= Problem description =
Show each line of the material below that contains the string "sandal". Matches must have the same case.
==============================
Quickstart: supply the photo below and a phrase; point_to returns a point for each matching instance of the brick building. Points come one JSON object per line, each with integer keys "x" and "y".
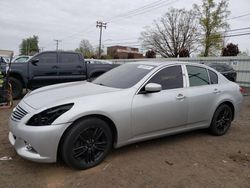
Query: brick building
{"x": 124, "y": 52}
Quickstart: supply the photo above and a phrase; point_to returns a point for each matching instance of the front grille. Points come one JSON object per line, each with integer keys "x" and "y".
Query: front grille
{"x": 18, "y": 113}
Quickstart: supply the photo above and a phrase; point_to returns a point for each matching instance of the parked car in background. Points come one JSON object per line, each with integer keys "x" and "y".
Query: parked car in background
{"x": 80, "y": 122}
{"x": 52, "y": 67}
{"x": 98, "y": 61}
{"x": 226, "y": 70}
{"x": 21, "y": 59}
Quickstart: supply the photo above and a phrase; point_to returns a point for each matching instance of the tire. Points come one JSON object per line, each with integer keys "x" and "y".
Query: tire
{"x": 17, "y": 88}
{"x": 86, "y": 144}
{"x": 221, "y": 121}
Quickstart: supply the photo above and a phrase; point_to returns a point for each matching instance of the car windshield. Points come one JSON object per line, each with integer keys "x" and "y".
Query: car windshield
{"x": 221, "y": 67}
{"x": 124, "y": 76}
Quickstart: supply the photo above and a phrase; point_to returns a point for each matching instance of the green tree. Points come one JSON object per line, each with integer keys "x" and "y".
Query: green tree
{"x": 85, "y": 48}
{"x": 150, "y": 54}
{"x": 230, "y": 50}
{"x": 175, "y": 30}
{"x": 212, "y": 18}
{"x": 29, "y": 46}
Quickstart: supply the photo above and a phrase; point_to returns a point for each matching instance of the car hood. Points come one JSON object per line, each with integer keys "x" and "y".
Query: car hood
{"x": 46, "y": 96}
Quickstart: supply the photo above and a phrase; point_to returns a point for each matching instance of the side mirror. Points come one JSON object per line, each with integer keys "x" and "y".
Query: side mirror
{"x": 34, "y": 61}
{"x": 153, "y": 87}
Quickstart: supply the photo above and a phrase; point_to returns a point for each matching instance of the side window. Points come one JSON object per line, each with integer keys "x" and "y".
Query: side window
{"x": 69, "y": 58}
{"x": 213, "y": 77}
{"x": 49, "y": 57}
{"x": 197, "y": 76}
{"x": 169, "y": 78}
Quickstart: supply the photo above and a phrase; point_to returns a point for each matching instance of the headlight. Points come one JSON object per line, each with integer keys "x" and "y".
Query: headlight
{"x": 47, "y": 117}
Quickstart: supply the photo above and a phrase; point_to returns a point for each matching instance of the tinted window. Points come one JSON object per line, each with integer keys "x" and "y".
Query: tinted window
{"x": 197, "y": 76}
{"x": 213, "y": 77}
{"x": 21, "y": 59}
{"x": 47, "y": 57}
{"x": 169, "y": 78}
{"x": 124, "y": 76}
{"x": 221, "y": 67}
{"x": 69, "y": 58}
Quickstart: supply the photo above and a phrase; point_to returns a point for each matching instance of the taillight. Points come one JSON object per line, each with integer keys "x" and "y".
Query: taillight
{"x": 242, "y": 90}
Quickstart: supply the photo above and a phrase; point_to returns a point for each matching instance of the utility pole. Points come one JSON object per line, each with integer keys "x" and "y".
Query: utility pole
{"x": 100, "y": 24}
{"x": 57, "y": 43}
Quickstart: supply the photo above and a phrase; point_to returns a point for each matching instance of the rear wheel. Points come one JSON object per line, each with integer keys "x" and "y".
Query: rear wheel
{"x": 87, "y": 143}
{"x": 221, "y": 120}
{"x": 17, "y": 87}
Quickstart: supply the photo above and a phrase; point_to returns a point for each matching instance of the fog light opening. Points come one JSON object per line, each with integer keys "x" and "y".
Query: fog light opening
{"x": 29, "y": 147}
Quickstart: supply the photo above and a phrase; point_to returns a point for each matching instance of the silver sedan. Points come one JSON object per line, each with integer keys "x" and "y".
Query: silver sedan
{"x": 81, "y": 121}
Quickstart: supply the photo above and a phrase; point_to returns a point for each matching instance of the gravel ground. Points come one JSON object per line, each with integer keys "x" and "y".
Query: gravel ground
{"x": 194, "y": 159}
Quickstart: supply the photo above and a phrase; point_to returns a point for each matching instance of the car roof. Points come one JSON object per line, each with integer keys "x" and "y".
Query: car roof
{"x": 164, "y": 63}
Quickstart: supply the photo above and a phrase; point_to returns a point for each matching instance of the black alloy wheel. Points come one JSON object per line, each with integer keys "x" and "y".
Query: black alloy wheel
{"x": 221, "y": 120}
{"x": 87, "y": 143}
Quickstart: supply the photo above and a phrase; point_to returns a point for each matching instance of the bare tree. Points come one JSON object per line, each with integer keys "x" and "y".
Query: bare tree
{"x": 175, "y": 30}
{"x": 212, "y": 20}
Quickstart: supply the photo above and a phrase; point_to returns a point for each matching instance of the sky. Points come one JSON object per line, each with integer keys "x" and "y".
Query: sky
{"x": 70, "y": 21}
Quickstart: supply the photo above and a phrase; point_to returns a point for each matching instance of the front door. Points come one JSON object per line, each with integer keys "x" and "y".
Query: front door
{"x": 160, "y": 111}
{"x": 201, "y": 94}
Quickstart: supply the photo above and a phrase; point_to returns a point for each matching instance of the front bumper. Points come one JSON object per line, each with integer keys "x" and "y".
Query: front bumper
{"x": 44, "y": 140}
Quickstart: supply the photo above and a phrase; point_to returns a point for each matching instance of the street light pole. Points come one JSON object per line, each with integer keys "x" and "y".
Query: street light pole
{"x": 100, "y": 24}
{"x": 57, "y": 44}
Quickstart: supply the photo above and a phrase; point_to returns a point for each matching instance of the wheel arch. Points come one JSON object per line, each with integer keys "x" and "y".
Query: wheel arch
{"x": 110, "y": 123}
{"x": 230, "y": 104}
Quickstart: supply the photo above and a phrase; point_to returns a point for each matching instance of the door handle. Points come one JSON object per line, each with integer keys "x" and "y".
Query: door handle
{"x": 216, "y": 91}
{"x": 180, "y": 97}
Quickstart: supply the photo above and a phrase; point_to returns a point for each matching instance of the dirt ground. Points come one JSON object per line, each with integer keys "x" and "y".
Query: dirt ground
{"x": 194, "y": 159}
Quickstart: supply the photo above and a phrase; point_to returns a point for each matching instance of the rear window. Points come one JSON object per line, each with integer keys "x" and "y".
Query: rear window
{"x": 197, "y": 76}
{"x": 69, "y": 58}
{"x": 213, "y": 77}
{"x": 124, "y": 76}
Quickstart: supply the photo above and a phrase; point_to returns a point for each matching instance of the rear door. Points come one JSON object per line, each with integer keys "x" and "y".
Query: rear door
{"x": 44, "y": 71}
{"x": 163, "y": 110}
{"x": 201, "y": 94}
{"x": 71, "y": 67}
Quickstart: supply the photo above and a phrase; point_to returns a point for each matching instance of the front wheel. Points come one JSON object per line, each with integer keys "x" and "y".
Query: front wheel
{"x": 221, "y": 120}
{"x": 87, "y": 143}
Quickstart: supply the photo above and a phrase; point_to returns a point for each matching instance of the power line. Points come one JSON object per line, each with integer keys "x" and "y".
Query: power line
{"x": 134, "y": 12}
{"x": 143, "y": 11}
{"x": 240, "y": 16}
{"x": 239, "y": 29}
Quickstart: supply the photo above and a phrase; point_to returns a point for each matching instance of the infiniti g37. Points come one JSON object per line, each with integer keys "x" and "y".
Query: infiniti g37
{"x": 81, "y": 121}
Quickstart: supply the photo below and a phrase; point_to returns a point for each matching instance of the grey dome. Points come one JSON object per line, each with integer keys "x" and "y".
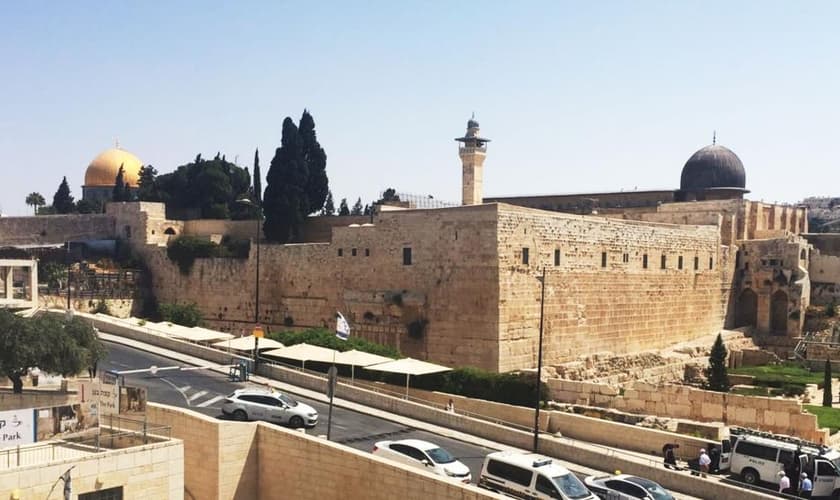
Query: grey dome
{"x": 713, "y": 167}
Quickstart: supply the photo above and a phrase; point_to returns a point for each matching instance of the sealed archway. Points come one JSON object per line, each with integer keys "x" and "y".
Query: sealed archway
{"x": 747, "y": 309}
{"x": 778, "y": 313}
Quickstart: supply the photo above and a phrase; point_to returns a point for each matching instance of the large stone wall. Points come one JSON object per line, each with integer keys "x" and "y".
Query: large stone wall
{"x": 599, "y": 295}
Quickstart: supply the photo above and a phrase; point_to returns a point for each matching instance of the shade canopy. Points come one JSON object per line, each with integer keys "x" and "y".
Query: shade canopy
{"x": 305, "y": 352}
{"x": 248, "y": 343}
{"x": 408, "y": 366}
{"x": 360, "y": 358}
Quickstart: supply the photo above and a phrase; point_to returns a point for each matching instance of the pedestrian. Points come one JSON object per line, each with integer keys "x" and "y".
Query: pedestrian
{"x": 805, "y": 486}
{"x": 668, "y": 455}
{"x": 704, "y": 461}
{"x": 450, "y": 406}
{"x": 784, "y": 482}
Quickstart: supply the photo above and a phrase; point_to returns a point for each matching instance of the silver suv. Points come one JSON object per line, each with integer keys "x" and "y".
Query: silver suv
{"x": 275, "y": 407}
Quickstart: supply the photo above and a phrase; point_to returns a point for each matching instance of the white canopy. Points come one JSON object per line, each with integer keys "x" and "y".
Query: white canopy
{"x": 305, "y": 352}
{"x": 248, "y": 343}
==============================
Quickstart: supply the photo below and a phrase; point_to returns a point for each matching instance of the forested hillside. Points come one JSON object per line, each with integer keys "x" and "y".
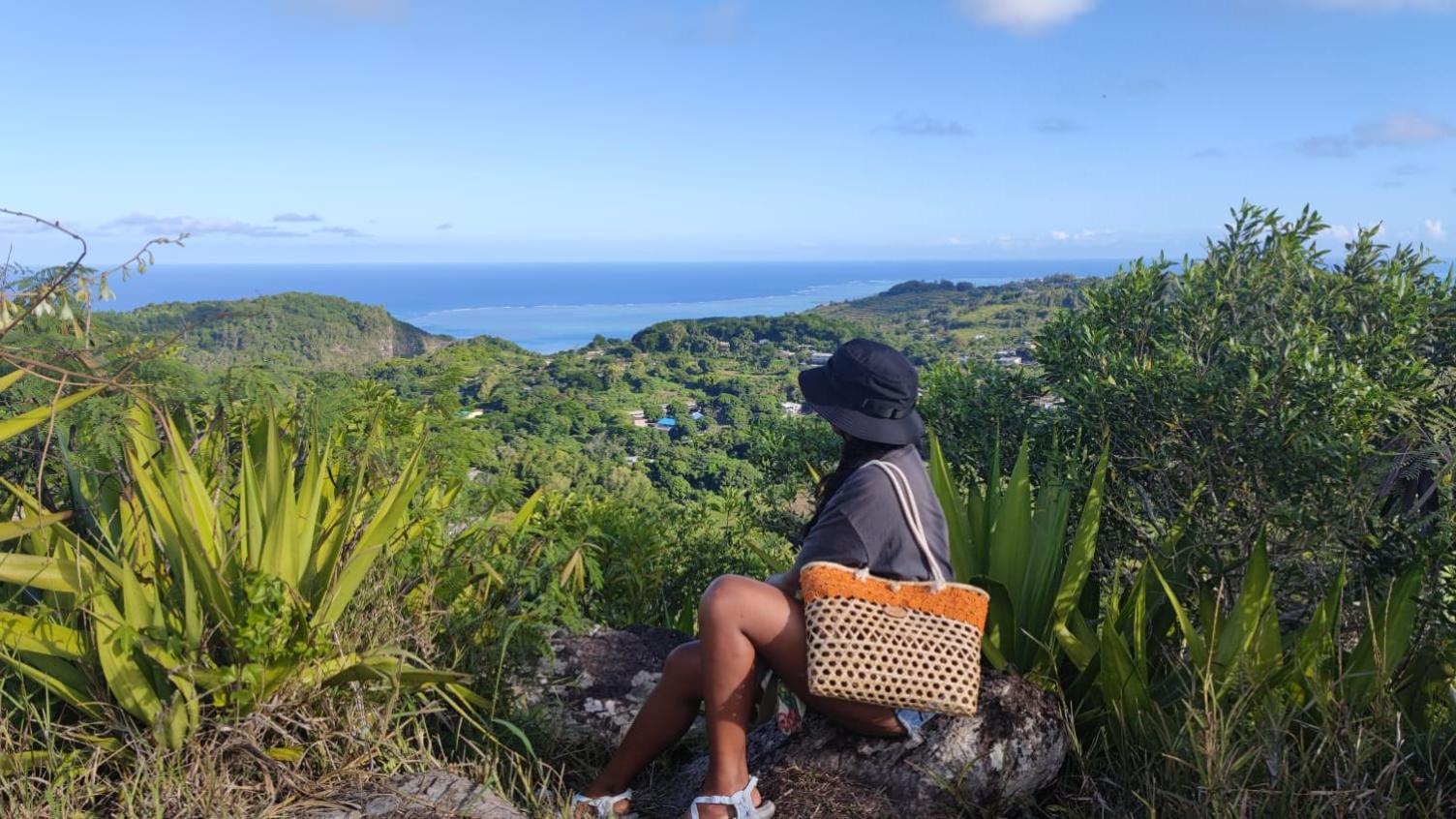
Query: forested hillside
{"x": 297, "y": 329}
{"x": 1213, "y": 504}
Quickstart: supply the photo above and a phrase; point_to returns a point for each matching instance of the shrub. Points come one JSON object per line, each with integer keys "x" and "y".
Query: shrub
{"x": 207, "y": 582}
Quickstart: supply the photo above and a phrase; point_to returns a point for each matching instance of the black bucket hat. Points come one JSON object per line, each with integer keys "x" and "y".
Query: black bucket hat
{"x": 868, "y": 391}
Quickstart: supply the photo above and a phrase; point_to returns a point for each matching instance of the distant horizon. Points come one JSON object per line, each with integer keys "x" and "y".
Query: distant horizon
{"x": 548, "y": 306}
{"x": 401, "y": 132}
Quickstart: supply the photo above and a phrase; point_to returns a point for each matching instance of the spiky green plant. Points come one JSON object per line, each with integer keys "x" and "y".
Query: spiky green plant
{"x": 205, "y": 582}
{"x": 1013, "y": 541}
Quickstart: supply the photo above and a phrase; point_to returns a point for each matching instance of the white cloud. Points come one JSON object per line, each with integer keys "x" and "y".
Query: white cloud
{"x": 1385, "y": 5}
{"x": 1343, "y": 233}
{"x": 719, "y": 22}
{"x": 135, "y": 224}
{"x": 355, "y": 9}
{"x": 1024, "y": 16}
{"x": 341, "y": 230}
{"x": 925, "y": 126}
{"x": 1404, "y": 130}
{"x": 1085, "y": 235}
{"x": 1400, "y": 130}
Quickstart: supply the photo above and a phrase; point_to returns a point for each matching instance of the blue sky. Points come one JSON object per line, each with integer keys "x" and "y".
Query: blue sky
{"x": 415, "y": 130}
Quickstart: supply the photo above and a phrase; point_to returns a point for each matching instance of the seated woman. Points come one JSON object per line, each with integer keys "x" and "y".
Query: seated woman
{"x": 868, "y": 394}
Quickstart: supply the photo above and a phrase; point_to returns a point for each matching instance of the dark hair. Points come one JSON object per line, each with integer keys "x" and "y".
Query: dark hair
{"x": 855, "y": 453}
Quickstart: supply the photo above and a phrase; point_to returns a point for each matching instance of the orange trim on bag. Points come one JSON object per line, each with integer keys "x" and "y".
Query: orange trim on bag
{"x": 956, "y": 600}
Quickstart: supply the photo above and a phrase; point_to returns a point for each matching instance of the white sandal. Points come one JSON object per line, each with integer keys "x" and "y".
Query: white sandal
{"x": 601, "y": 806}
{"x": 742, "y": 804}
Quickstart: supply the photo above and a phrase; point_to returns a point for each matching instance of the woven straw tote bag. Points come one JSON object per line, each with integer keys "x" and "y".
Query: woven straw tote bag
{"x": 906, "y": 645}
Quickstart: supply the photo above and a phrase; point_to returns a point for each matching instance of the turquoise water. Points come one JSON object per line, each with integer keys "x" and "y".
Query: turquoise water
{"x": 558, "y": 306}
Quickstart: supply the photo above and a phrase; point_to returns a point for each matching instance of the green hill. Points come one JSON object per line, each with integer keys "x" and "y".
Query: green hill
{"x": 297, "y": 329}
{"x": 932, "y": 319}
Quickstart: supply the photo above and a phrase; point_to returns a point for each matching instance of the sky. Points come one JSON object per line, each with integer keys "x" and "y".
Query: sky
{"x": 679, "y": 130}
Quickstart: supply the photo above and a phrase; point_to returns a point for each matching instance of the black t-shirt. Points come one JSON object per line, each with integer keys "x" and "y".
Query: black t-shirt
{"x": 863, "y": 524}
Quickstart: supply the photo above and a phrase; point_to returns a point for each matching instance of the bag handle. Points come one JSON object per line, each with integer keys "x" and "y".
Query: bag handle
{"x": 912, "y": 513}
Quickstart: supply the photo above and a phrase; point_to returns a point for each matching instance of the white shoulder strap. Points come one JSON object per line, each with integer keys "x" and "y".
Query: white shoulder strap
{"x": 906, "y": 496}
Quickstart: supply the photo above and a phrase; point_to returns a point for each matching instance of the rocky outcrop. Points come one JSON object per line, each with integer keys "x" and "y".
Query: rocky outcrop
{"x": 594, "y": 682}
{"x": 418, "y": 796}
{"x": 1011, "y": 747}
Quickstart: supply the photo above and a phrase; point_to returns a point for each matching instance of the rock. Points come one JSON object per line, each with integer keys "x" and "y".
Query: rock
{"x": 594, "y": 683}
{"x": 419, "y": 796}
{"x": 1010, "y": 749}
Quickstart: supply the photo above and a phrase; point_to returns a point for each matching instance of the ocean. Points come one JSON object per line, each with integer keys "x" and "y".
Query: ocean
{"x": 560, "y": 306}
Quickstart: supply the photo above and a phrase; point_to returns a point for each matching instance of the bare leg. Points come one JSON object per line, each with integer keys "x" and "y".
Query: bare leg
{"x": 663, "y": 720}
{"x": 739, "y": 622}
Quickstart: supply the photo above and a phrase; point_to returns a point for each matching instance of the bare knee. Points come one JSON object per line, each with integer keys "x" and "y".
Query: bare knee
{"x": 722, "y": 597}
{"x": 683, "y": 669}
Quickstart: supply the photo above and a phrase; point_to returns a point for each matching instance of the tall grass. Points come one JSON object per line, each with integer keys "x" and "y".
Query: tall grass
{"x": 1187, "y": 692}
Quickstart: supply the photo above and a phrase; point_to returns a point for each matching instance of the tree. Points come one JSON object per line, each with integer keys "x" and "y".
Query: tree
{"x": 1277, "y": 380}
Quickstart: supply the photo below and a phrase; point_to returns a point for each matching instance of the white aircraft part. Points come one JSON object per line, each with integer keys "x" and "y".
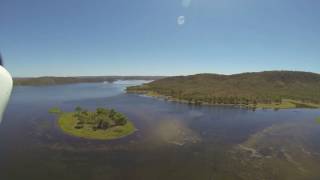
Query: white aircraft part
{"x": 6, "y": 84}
==============================
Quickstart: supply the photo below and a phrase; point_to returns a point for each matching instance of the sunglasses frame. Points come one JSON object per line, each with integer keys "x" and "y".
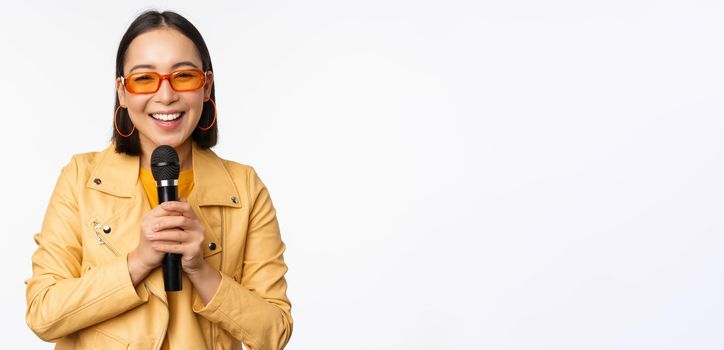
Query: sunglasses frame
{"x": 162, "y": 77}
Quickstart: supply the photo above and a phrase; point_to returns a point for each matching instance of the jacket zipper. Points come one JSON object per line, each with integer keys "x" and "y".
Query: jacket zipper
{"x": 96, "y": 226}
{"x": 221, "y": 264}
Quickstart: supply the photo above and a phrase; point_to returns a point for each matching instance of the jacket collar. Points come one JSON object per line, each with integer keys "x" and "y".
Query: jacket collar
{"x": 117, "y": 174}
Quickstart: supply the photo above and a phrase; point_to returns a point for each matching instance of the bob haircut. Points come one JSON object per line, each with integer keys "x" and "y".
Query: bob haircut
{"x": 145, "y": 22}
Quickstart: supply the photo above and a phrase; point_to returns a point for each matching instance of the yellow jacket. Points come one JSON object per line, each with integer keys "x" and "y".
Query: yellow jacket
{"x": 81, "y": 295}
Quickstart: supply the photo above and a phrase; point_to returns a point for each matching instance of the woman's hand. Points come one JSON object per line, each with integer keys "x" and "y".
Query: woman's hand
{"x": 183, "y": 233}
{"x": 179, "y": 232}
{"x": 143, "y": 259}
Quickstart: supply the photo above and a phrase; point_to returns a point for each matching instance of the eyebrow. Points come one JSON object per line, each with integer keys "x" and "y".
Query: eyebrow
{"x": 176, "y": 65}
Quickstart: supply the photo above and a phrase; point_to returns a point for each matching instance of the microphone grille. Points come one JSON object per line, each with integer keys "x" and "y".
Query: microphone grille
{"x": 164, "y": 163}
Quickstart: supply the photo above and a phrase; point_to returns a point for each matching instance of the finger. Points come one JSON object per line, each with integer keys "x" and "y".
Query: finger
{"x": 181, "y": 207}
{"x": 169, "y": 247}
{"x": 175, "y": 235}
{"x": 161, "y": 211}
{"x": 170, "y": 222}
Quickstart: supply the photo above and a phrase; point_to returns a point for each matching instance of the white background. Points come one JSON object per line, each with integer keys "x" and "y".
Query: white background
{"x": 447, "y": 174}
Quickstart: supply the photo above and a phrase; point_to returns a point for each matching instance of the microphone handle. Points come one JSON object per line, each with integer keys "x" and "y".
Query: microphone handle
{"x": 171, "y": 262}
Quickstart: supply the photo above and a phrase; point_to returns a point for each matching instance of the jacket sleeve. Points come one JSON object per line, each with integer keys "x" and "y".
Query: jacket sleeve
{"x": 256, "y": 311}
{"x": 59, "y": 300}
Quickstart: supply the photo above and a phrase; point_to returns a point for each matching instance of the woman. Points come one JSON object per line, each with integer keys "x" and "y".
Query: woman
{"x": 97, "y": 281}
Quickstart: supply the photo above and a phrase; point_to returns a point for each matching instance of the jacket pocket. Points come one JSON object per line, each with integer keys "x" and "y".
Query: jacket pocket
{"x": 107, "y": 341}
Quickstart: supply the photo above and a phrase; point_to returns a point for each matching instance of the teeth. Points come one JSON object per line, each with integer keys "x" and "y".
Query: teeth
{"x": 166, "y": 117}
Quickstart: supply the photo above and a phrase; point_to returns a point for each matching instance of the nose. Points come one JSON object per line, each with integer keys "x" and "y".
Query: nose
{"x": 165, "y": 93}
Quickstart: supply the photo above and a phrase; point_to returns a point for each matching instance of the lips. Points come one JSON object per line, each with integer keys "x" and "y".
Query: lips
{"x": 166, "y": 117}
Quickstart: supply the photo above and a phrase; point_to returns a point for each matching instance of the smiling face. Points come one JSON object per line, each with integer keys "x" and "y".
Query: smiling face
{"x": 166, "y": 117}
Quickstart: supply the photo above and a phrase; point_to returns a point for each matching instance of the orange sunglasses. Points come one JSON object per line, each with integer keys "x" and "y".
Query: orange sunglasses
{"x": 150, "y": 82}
==============================
= Correct answer =
Quickstart: supply the photo above and a phrase; point_to returns a point for each matching instance of the white sandal. Points come one JSON object per line, each with integer keys "x" and "y".
Query: white sandal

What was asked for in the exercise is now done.